■ Extrait ■
- - -

Les élections se succèdent tellement rapidement que, d'une campagne à l'autre, on n'a pas grand-chose de neuf à raconter sur les chefs. Néanmoins, 30 mois, c'est long, en politique. Il convient donc de faire une petite mise à jour du profil de nos chefs. D'autant plus que deux d'entre eux, Stéphane Dion et Elizabeth May, n'avaient pas le statut de leader au scrutin de 2006.Portraits impressionnistes de gens que l'on voit beaucoup sans les connaître vraiment.

La vie d'Elizabeth May n'a jamais rien eu d'un long fleuve tranquille.

Alors qu'elle est encore dans la vingtaine, elle s'engage à corps perdu dans une guérilla contre une papetière qui vaporisait des produits chimiques sur de vastes étendues de forêts. La forestière l'emporte devant les tribunaux, et les parents d'Elizabeth May, déjà peu nantis, perdent une bonne partie de leur propriété en Nouvelle-Écosse en raison des frais juridiques. Dans une entrevue à CBC en septembre dernier, Elizabeth May confiera que cette perte a été, au plan personnel, le plus dur coup qu'elle ait jamais encaissé.

 

En 1988, après avoir agi comme conseillère du ministre de l'Environnement sous le gouvernement Mulroney, elle démissionne avec fracas, furieuse du processus peu orthodoxe ayant donné le feu vert à la construction d'un barrage en Saskatchewan. En prime, elle remet à des groupes environnementaux et à des journalistes des documents gouvernementaux, une information que confirme sans ambages aujourd'hui son attachée de presse Camille Labchuk.

En 2001, alors qu'elle est directrice du Sierra Club, elle fait une grève de la faim de 17 jours devant le parlement canadien pour faire reloger des familles vivant près d'étangs bitumineux à Sidney (dont on craint qu'ils peuvent accroître les risques de cancer).

- - -

[Données d'ancrage d'objets en langage naturel]
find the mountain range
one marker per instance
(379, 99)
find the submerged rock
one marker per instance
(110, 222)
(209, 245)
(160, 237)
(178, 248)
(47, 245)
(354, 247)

- - -

■ Consignes ■
1) Pourquoi, selon l'extrait, Elizabeth May démissionne-t-elle en 1988 de son poste de conseillère du ministre de l'Environnement ? Répondez en une à trois phrases.
2) Poursuivez l'extrait sur les chefs politiques en reprenant après la dernière phrase, celle qui porte sur la grève de la faim de 2001.

■ Vos réponses ■
1) Elle démissionne parce qu'elle est furieuse du processus peu orthodoxe qui a donné le feu vert à la construction d'un barrage en Saskatchewan.

2)
Dans un portrait intitulé «Could The Queen of Green be Mean?» publié l'an dernier, la journaliste Anne Kingston du magazine Maclean's dépeint une Elizabeth May qui est loin de faire l'unanimité. Pour les uns, écrit-elle, elle est une brute, un visage à deux faces. Pour d'autres, c'est Erin Brokovitch, version canadienne.

Devenue chef des verts en août 2006, Mme May conclut quelques mois plus tard une entente avec Stéphane Dion. «Par respect mutuel, et dans l'intérêt de notre engagement commun au service d'un Canada plus vert, le Parti libéral du Canada ne présentera pas de candidat dans ma circonscription, et le Parti vert du Canada n'en présentera pas dans la sienne.»

Depuis, les rumeurs d'alliances secrètes plus profondes entre les libéraux et les verts se multiplient. Deux candidats verts québécois ont bien demandé jeudi à leurs partisans de voter pour le Parti libéral, mais le Parti vert continue de nier qu'il y ait mariage de raison.

«Au Canada anglais, certains parlent d'Elizabeth May comme d'une Dona Quichotte, note Nelson Wiseman, professeur de sciences politiques à l'Université de Toronto. Mais si elle était vraiment logique avec elle-même et complètement dévouée à sa cause verte, elle recommanderait à tous les partisans verts de voter pour le Parti libéral. Tout ce que le Parti vert fait, pour l'instant, c'est diviser le vote et faciliter la vie à Stephen Harper, qu'elle abhorre pourtant.»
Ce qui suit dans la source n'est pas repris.